- [WHAT IS BEING ASKED]: Look for "Can you find the golden" in the listing below, then copy exactly the line it appears in and all lines after it to the end, and nothing more.

- [THE RECORDS]:
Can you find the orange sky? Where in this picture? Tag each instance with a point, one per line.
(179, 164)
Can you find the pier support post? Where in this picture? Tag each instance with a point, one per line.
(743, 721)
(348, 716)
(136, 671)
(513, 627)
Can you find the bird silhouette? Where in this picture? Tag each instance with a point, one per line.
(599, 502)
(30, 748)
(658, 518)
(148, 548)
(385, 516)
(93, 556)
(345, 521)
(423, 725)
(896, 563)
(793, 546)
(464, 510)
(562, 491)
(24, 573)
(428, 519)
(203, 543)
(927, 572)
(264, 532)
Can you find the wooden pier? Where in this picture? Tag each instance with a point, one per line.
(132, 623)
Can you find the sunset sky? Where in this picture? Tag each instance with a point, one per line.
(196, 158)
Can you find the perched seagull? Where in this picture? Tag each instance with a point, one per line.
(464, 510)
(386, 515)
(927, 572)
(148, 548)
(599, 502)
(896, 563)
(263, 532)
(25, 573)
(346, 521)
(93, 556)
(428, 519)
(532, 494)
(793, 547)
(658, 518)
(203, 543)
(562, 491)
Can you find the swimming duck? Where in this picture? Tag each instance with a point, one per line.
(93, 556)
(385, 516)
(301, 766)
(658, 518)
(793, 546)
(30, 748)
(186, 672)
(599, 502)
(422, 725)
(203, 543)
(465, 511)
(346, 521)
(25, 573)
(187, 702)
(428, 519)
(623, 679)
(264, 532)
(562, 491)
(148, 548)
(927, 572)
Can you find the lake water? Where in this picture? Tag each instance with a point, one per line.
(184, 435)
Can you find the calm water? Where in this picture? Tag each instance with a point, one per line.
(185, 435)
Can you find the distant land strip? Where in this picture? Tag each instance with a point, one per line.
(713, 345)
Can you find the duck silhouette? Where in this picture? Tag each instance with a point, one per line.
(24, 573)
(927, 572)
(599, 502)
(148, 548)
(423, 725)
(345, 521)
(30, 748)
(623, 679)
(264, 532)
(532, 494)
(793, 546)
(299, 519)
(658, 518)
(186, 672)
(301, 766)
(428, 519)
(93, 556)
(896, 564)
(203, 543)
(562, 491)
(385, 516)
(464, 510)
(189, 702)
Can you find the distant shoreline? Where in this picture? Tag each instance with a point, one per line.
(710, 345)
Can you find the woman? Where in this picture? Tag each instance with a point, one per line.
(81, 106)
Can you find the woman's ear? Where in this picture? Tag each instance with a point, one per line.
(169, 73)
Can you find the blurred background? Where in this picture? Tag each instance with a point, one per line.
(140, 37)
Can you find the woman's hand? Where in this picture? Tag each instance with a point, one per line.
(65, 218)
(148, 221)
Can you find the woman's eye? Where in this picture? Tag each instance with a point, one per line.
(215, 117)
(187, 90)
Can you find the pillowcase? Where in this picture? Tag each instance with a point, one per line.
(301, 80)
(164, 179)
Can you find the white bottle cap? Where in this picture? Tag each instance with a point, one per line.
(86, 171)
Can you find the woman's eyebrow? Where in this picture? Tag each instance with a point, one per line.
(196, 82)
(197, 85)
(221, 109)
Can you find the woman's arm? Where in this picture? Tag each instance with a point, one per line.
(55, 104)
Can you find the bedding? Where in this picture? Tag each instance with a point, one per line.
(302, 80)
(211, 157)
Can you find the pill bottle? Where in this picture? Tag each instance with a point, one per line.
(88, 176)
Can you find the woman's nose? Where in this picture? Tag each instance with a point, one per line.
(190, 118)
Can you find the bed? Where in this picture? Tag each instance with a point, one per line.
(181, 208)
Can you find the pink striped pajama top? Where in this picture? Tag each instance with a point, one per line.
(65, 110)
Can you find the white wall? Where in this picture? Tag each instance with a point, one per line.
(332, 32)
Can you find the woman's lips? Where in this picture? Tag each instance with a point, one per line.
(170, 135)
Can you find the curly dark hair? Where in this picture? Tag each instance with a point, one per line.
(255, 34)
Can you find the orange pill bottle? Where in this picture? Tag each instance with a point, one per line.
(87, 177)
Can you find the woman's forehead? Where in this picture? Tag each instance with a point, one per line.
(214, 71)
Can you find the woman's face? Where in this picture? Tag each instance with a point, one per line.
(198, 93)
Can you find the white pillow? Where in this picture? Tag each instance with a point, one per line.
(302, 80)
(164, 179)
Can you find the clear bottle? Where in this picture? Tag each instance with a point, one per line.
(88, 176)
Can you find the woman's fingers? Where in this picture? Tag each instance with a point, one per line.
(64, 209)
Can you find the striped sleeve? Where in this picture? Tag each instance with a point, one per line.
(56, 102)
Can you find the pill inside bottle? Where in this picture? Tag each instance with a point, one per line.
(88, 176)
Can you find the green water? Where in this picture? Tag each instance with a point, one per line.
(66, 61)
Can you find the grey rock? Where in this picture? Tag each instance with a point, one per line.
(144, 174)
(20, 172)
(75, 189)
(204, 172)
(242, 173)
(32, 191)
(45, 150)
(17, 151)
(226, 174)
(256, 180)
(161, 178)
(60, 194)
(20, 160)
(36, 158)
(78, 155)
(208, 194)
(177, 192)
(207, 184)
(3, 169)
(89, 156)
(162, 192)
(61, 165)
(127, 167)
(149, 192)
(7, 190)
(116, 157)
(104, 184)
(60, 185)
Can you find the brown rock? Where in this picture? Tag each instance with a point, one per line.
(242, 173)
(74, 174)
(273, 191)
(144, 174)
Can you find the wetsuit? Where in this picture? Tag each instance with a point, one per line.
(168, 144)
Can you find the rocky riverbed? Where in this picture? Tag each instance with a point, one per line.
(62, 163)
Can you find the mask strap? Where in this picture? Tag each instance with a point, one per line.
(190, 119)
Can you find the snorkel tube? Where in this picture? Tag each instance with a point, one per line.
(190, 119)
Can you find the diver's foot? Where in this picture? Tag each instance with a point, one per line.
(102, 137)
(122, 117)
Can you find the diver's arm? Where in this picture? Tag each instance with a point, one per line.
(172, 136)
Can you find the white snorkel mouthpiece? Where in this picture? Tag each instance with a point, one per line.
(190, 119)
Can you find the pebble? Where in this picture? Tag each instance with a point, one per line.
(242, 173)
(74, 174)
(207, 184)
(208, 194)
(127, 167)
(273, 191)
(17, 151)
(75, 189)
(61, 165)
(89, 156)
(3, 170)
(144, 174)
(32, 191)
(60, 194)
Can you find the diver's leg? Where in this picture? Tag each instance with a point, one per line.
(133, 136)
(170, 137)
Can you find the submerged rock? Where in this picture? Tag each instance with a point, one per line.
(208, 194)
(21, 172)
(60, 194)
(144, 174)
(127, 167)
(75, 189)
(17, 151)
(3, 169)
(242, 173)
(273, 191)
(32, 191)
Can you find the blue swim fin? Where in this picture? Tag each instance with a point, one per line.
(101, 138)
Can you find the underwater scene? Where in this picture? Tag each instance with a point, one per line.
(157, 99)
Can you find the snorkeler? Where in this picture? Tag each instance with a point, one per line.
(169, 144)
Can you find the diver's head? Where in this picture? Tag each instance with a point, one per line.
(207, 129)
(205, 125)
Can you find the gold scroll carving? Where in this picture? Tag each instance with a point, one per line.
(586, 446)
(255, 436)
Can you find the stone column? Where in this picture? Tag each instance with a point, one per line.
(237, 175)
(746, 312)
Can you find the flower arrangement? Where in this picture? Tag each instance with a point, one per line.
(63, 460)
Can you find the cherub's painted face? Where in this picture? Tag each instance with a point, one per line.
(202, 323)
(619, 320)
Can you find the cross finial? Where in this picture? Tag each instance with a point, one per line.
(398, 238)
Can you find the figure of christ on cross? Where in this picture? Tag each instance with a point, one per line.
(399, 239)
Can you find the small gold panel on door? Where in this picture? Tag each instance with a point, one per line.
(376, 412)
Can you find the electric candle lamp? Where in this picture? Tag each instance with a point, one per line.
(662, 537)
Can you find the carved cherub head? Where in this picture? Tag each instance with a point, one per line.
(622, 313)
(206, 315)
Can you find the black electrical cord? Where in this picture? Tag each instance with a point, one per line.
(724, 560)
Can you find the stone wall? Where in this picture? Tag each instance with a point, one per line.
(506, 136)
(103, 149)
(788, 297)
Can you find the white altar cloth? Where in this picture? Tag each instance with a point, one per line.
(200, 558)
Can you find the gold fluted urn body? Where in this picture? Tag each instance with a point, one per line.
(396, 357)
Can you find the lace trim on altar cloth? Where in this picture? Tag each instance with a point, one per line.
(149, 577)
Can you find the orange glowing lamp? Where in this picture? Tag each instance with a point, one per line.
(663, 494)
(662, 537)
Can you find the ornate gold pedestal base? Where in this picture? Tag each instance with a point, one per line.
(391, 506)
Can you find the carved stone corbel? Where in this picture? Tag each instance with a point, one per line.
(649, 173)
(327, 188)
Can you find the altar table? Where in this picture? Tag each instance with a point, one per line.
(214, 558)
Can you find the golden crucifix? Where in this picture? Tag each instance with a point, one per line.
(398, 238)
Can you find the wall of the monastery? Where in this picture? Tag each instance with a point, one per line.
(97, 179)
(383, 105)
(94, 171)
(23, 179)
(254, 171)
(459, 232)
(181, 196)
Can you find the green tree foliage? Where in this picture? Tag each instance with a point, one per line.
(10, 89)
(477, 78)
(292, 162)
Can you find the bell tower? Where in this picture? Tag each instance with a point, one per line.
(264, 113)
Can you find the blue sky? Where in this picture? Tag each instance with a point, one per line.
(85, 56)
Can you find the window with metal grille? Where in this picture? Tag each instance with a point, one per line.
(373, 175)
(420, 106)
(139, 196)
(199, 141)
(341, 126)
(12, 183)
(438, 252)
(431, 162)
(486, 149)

- [COMPLETED EXERCISE]:
Can you find the golden crucifix? Where in this picture? Tag each instance with a point, one per line.
(398, 238)
Can you find the wall of the monastery? Where in this picture? Tag each instance with a point, one per line.
(97, 179)
(383, 105)
(94, 171)
(23, 179)
(254, 171)
(459, 232)
(181, 196)
Can you find the green tree foliage? Where in this picture? Tag each instance with a point, one per line.
(10, 89)
(477, 78)
(292, 162)
Can you find the bell tower? Where in this picture? Tag each instance with a point, one per line.
(264, 113)
Can you find the blue sky? Where in this picture? Tag each instance with a point, one per line.
(85, 56)
Can you find the window with metal grille? Where in this picture? Tag each instance with a point, one per line.
(373, 175)
(420, 106)
(139, 196)
(199, 141)
(341, 126)
(12, 183)
(438, 252)
(431, 162)
(486, 149)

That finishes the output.